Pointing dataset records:
****************
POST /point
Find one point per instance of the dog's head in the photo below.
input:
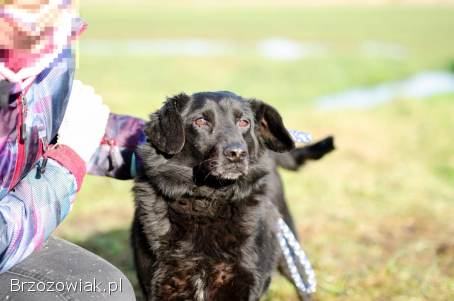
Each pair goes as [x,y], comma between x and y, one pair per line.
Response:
[219,135]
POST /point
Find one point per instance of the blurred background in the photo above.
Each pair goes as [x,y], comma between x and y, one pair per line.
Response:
[376,217]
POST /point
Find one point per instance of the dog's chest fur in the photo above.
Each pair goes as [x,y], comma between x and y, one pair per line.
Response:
[204,249]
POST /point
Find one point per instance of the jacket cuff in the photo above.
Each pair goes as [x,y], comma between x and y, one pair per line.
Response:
[69,159]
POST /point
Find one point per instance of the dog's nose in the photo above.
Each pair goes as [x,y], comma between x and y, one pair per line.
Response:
[235,152]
****************
WHAT IS REQUIRED:
Pick out every line of the records above that contains the string "Find", and copy each one. Treat uppercase and lowercase letters as different.

OUTPUT FOR THIS EXERCISE:
Find one point per instance of the dog's head in the photo below.
Find one point per instance of the blurred background in the photo above.
Find one point per instance of the dog's chest fur in the photo above.
Find one point per instance of the jacket cuff in the photo above.
Find one point per instance of the dog's nose in the photo above.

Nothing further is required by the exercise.